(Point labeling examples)
####

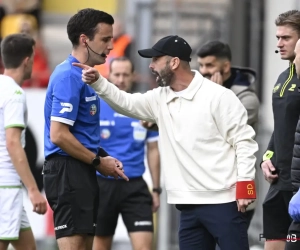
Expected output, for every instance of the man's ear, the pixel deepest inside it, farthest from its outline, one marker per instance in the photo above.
(25, 61)
(174, 64)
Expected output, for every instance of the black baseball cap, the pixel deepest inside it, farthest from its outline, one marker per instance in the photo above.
(174, 46)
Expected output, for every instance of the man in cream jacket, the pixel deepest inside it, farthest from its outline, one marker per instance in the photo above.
(207, 148)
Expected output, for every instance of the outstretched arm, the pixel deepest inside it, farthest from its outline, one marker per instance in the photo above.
(139, 106)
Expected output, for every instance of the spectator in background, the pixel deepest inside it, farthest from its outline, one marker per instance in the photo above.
(122, 44)
(27, 24)
(214, 60)
(277, 160)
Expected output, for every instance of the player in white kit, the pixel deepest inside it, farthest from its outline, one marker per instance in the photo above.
(17, 53)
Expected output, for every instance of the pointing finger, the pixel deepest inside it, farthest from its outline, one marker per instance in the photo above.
(80, 65)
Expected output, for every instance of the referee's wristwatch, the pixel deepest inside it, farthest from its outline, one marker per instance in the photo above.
(157, 190)
(96, 161)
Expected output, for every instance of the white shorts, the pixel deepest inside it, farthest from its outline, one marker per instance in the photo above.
(13, 217)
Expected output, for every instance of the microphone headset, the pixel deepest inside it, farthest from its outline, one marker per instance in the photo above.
(89, 48)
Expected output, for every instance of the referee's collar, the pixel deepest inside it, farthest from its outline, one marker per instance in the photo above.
(190, 91)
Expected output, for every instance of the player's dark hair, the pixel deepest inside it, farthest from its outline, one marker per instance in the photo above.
(85, 22)
(15, 48)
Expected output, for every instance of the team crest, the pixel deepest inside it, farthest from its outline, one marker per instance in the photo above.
(277, 86)
(93, 109)
(105, 133)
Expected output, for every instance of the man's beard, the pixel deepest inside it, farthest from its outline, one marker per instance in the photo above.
(165, 77)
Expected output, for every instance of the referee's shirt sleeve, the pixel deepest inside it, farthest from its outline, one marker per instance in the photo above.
(66, 99)
(14, 110)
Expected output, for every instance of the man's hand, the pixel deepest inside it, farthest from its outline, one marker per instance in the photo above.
(38, 201)
(89, 74)
(217, 78)
(110, 166)
(243, 204)
(155, 201)
(267, 168)
(294, 207)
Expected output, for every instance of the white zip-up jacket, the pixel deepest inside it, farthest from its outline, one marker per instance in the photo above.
(205, 143)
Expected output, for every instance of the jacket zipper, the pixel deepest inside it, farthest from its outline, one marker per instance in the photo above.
(287, 80)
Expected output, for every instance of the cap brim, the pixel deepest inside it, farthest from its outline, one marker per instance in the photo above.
(149, 53)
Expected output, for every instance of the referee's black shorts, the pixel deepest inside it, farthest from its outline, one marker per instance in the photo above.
(72, 192)
(293, 237)
(276, 219)
(131, 199)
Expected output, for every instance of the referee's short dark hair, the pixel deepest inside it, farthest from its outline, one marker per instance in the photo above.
(15, 48)
(215, 48)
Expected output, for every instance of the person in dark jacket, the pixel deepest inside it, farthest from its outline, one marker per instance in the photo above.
(214, 60)
(277, 160)
(293, 238)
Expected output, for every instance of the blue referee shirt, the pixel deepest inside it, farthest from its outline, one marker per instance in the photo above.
(125, 139)
(71, 101)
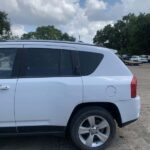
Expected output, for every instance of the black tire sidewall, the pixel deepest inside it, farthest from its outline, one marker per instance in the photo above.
(78, 119)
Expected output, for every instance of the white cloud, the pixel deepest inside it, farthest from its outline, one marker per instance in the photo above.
(18, 30)
(37, 12)
(68, 15)
(81, 26)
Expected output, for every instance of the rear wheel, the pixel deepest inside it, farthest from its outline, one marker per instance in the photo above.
(92, 128)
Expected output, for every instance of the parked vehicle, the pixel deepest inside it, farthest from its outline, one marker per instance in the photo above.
(148, 58)
(136, 58)
(144, 58)
(69, 88)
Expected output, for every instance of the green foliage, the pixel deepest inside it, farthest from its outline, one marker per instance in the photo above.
(4, 26)
(48, 33)
(129, 35)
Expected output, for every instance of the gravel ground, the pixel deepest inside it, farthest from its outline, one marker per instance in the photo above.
(133, 137)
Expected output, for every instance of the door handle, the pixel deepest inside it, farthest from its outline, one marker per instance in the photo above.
(4, 87)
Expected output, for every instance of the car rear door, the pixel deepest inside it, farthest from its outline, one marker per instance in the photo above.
(8, 81)
(47, 92)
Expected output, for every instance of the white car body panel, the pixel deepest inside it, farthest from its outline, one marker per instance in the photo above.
(7, 97)
(51, 101)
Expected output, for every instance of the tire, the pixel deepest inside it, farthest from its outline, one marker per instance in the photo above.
(92, 136)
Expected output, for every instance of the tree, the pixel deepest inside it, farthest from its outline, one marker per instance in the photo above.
(129, 35)
(48, 33)
(4, 26)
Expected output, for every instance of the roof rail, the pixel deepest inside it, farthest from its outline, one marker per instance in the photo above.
(52, 41)
(1, 40)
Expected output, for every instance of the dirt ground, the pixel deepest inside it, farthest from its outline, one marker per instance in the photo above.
(133, 137)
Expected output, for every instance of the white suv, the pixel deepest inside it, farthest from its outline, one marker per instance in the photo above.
(65, 88)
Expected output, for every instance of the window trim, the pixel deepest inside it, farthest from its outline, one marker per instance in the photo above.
(15, 68)
(87, 74)
(22, 63)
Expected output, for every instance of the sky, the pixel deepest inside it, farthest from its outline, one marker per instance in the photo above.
(76, 17)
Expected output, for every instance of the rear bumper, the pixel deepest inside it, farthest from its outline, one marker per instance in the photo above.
(129, 110)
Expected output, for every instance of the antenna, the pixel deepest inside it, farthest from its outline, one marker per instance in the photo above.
(79, 38)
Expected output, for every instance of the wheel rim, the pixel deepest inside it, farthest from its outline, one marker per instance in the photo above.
(94, 131)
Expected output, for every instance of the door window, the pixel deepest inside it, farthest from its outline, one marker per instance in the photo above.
(47, 63)
(7, 58)
(89, 62)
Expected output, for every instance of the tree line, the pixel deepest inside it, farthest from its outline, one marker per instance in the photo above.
(130, 35)
(43, 32)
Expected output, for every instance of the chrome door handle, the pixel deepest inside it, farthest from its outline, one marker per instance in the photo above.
(4, 87)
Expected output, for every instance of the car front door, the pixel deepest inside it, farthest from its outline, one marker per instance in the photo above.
(8, 81)
(47, 90)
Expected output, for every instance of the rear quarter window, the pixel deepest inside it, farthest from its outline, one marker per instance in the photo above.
(89, 61)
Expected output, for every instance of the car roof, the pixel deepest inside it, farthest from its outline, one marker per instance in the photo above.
(78, 45)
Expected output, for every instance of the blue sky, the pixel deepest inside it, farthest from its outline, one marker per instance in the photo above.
(76, 17)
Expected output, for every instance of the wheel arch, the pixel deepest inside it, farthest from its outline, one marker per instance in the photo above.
(110, 107)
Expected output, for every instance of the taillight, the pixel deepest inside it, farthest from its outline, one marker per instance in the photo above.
(133, 87)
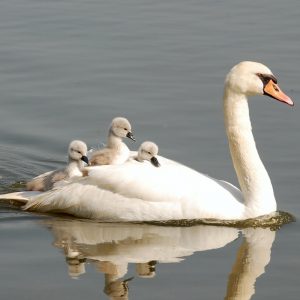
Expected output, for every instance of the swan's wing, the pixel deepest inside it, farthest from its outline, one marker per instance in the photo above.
(46, 180)
(84, 200)
(169, 182)
(140, 192)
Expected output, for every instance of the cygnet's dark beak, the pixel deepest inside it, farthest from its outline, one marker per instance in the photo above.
(155, 162)
(85, 159)
(130, 136)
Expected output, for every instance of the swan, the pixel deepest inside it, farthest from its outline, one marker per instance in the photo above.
(77, 152)
(116, 152)
(139, 192)
(147, 152)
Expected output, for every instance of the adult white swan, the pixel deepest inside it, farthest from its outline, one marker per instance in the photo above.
(139, 192)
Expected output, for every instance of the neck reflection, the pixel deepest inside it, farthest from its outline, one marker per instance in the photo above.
(111, 247)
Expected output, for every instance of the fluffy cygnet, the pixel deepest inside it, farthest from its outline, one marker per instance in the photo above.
(116, 152)
(148, 151)
(77, 157)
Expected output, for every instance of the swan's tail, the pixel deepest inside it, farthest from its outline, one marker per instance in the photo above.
(23, 197)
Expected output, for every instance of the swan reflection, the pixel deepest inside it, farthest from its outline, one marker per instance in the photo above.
(111, 247)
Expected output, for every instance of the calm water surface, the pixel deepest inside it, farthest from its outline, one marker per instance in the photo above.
(68, 67)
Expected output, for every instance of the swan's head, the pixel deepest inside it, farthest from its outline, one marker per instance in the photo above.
(253, 78)
(121, 128)
(148, 151)
(78, 151)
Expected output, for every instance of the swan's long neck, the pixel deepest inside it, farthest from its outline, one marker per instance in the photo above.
(253, 178)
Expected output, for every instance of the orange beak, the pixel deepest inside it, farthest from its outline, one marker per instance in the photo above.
(273, 90)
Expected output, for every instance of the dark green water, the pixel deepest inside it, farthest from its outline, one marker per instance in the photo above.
(68, 67)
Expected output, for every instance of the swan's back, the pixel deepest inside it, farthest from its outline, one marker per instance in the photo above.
(139, 192)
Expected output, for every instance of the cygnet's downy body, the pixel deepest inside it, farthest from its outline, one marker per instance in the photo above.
(77, 157)
(115, 152)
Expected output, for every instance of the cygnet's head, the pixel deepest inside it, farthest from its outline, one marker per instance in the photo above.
(253, 78)
(121, 128)
(148, 151)
(78, 151)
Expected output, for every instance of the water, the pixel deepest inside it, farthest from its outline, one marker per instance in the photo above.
(68, 67)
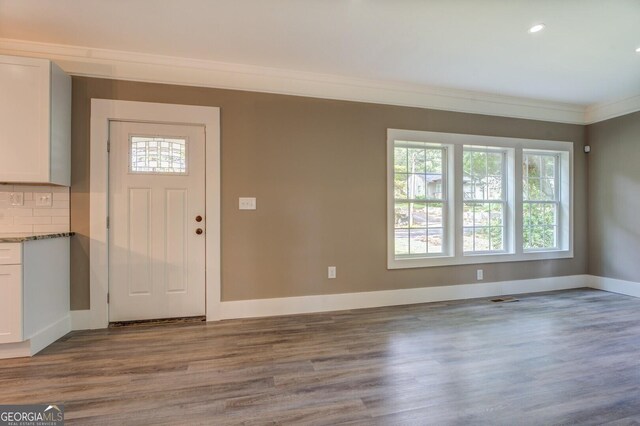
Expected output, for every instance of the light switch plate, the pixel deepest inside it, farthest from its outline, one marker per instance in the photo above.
(16, 198)
(247, 203)
(43, 199)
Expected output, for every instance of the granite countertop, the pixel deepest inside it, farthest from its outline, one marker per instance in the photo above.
(31, 236)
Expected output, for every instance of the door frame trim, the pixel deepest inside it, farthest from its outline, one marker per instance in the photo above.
(102, 112)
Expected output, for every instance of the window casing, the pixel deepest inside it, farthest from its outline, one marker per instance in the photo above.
(420, 172)
(485, 199)
(480, 204)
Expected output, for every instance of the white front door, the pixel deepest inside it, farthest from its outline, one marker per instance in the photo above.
(156, 221)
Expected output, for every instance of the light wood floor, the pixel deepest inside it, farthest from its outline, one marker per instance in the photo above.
(570, 357)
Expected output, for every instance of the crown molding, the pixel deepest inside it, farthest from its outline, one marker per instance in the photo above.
(113, 64)
(605, 111)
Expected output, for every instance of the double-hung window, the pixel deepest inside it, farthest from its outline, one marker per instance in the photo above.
(540, 199)
(420, 198)
(485, 199)
(463, 199)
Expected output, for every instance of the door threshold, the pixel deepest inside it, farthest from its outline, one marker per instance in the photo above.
(158, 321)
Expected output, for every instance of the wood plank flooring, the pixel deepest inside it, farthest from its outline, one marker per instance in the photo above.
(569, 357)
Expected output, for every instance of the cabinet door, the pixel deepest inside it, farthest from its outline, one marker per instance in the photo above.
(24, 119)
(10, 303)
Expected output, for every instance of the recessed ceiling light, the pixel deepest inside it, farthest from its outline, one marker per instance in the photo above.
(536, 28)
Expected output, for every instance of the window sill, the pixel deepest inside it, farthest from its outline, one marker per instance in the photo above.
(472, 259)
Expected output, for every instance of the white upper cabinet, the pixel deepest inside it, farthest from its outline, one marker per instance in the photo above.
(35, 121)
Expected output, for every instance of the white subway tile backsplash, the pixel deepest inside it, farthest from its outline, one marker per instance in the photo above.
(60, 220)
(10, 229)
(28, 217)
(61, 196)
(50, 212)
(18, 211)
(50, 228)
(33, 220)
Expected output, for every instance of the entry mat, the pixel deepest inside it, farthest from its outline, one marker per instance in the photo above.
(157, 321)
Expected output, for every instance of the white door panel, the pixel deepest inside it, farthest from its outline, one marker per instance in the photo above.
(156, 191)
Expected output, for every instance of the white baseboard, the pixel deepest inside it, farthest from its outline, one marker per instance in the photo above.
(81, 320)
(336, 302)
(38, 341)
(15, 350)
(613, 285)
(50, 334)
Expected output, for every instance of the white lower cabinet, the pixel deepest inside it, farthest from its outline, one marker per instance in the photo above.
(10, 303)
(34, 295)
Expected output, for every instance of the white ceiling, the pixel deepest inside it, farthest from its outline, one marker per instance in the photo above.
(586, 55)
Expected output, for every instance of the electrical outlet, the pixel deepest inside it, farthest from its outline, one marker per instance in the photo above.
(16, 198)
(43, 199)
(247, 203)
(331, 272)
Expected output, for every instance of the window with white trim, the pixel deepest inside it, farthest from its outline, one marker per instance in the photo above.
(485, 199)
(420, 199)
(540, 200)
(462, 199)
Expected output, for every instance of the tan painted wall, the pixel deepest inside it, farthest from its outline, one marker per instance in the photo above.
(318, 170)
(614, 198)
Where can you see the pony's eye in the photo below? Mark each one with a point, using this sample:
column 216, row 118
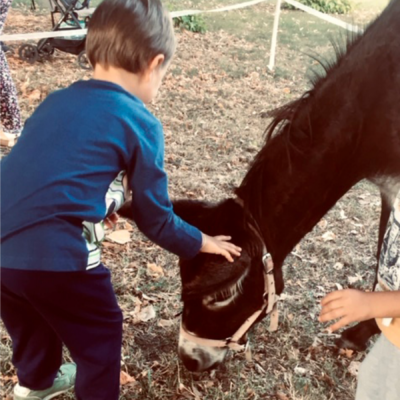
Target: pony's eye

####

STATED PROBLEM: The required output is the lines from the one containing "Expected output, for every instance of the white subway" through the end of the records above, reproduced exactly, with no pictures.

EXPECTED OUTPUT:
Expected output, for every instance of the white subway tile backsplash, the pixel deepest inside it, farthest from its outline, one marker per instance in the photo above.
(60, 220)
(10, 229)
(28, 217)
(61, 196)
(50, 212)
(18, 211)
(50, 228)
(33, 220)
Expected output, for every instance of the entry mat, the pixel deepest inside it, farthest from its outline, one marker per instance in the photo above.
(157, 321)
Expected output, for every instance of the white door panel, the pixel deepest inside it, farthest from its outline, one marker per instance in the photo above.
(156, 191)
Expected output, for every instance of the white baseboard, the pixel deepest inside it, farthest from its outline, one marker per instance in the photo above.
(81, 320)
(336, 302)
(38, 341)
(15, 350)
(613, 285)
(50, 334)
Expected output, for every instance of the white lower cabinet, the pixel deepest inside it, farthest from its outline, one marker per instance in the photo above.
(10, 303)
(34, 295)
Expected output, for every instance of the white ceiling, the pixel deepest inside it, farthest from its outline, one marker per instance in the photo above.
(586, 55)
Expected output, for every instance of the electrical outlet, the pixel deepest inside it, farthest from its outline, one marker per instance in the photo above.
(16, 198)
(43, 199)
(247, 203)
(331, 272)
Expected output, for every instance of the window with white trim, the pixel deepest inside it, farthest from its outline, one marker per instance in the photo above.
(485, 199)
(420, 199)
(540, 200)
(462, 199)
Expected output, for every instance of the tan painted wall, the pixel deepest inside it, farthest from its outline, one marker per instance in the photo above.
(318, 170)
(614, 198)
Where can you see the pony's eye in the photo below? Mark each one with a point, using this sample:
column 216, row 118
Target: pony's eye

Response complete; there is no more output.